Gegensätze ziehen sich an. In Mellrichstadt vielleicht mehr als anderswo, wie bei einem Rundgang durch die Stadt deutlich wird. Die modern gestaltete Innenstadt, die beim Stadtumbau West ab 2010 ihr neues Gesicht erhielt, wird eingerahmt von dicken Mauern, die zum Teil mehr als 700 Jahre auf dem Buckel haben. Darauf sind die Mellrichstädter durchaus stolz: Der Werbeslogan "Junge Stadt in alten Mauern" könnte treffender kaum sein. Doch an der trutzigen Stadtmauer nagt der Zahn der Zeit, eine großflächige Sanierung steht an. Den Erhalt des kulturellen Erbes lässt sich die Stadt etwas kosten: Insgesamt 2,5 Millionen Euro werden in die mittelalterliche Wehranlage investiert.

### Datensätze zu Objektpositionen:
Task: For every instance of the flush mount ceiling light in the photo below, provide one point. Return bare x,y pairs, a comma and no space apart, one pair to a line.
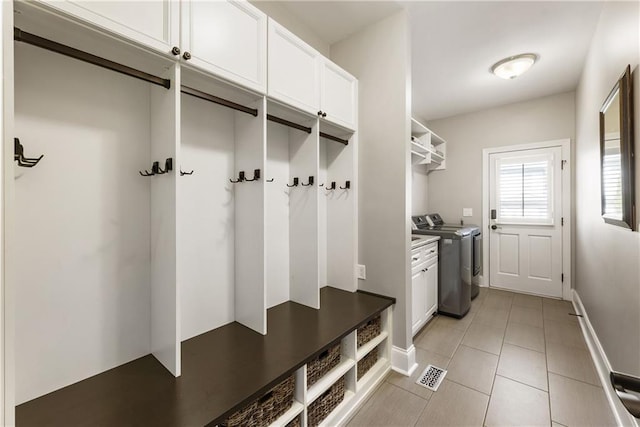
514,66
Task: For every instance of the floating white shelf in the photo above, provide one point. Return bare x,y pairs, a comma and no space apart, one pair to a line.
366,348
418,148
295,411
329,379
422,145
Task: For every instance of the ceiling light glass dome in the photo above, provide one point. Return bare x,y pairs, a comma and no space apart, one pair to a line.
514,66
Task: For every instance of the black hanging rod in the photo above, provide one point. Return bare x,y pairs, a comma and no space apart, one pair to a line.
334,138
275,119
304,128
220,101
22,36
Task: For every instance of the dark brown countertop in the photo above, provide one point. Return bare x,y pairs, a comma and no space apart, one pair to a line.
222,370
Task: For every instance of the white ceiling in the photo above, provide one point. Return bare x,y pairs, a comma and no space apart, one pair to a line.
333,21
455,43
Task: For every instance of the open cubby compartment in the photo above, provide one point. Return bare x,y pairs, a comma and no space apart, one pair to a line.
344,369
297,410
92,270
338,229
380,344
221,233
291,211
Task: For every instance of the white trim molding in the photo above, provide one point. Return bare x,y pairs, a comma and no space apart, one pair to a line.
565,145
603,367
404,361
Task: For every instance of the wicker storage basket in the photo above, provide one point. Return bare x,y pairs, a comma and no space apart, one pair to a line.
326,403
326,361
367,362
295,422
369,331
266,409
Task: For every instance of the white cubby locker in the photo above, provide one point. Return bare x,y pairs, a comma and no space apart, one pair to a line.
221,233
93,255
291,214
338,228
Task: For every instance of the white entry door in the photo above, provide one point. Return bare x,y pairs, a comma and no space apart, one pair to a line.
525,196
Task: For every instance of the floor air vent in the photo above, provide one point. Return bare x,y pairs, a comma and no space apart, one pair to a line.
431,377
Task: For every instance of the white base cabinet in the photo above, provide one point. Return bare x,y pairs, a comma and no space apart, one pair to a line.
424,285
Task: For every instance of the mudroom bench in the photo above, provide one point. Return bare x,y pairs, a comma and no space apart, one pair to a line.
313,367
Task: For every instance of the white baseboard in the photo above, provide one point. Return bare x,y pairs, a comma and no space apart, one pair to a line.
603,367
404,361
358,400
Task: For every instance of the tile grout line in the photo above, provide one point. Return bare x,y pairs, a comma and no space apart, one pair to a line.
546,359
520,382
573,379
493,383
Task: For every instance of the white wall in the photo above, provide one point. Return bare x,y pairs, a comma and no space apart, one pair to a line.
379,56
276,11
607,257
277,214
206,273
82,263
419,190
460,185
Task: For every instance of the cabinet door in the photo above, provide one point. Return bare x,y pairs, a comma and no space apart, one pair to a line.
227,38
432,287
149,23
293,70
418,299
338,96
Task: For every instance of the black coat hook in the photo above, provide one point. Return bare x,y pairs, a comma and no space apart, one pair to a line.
---
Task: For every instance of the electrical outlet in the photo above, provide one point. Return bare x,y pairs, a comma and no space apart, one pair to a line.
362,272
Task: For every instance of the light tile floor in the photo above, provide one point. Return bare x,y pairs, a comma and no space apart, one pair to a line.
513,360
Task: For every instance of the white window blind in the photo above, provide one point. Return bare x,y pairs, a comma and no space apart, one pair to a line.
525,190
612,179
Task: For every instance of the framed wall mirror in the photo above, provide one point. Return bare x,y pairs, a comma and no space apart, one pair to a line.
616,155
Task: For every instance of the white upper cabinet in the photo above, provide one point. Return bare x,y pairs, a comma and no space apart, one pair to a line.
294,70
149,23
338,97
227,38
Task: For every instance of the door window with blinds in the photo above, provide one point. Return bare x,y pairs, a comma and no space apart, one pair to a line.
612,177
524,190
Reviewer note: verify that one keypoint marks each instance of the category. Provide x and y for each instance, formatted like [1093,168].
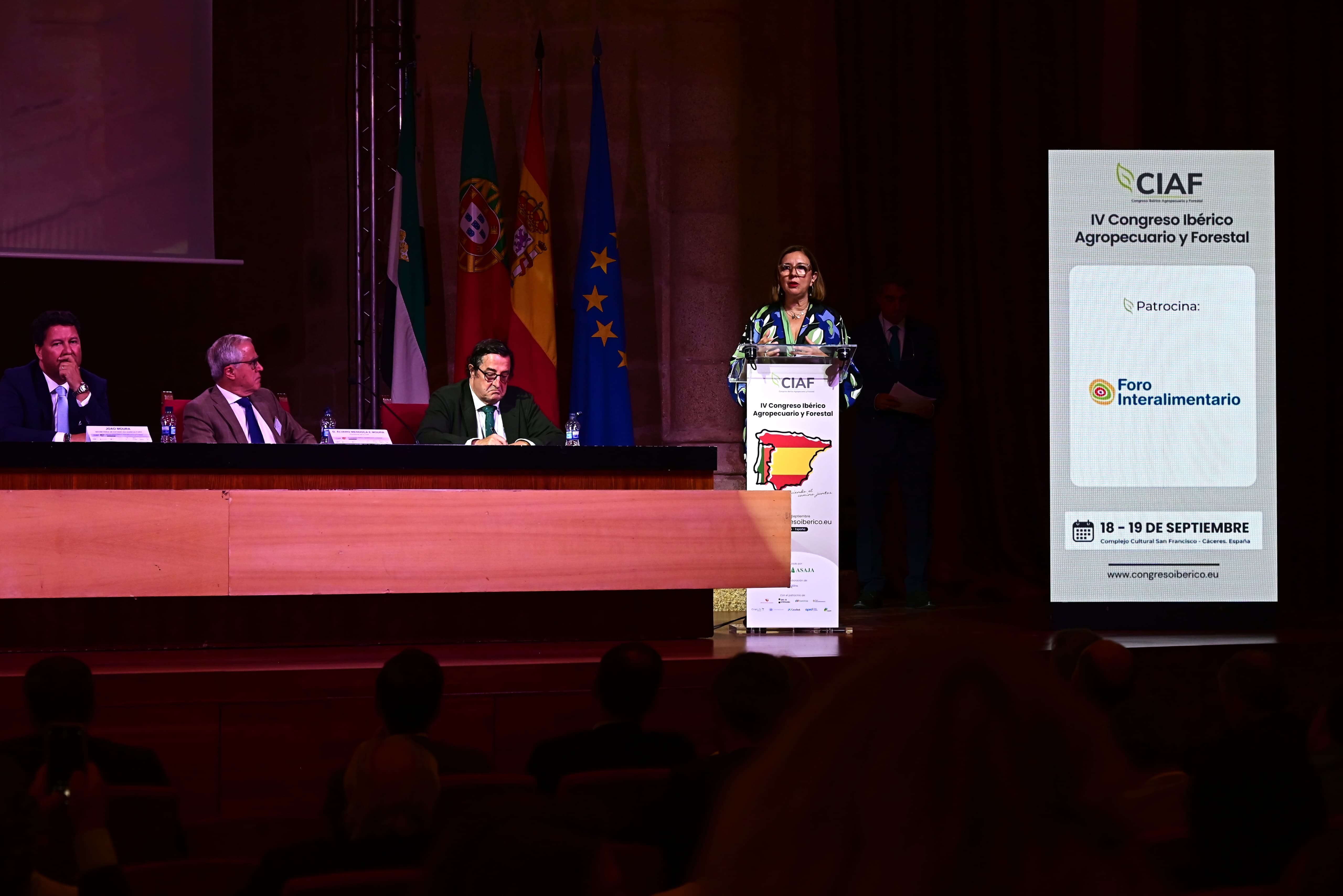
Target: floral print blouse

### Aufgaben:
1) Entscheide für jede Aussage, ob sie mit dem Text über Mellrichstadt übereinstimmt, und belege deine Antwort mit einem wörtlichen Zitat. (a) Die Innenstadt wurde ab 2010 im Rahmen des Stadtumbaus West neu gestaltet. (b) Die Stadt investiert insgesamt 5 Millionen Euro in die Wehranlage. (c) Die Sanierung der Stadtmauer ist bereits abgeschlossen.
2) Fasse den Absatz des Textes über Mellrichstadt, der mit „Gegensätze ziehen sich an“ beginnt, als Stichpunktliste zusammen und behalte dabei die wesentlichen Fakten bei.
3) Führe den Text über die Mellrichstädter Stadtmauer im Anschluss an seinen letzten Satz fort.

### Lösungen:
1)
(a) Ja: „die beim Stadtumbau West ab 2010 ihr neues Gesicht erhielt“
(b) Nein: „Insgesamt 2,5 Millionen Euro werden in die mittelalterliche Wehranlage investiert.“
(c) Nein: „eine großflächige Sanierung steht an“

2)
- In Mellrichstadt treffen Gegensätze aufeinander: eine moderne Innenstadt und alte Mauern.
- Die Innenstadt wurde ab 2010 beim Stadtumbau West neu gestaltet.
- Die umgebenden Mauern sind zum Teil mehr als 700 Jahre alt.
- Die Einwohner sind stolz darauf; der Werbeslogan lautet „Junge Stadt in alten Mauern“.
- Die Stadtmauer ist vom Verfall betroffen, und eine großflächige Sanierung steht an.
- Die Stadt investiert insgesamt 2,5 Millionen Euro in die mittelalterliche Wehranlage.

3)
Bürgermeister Michael Kraus hält dabei an der Linie, die der Stadtrat vor seinem Amtsantritt beschlossen hatte, fest. "Wir gehen mit dem Zeitgeist, wollen aber auch das Alte erhalten", bestätigt der Stadtchef. Dazu kommt ein prominenter Mittelalterarchäologe aus dem Allgäu nach Mellrichstadt: Dr. Joachim Zeune vom Büro für Burgenforschung ist mit der bauhistorischen Untersuchung betraut, die für die Sanierung der Stadtmauer nötig ist.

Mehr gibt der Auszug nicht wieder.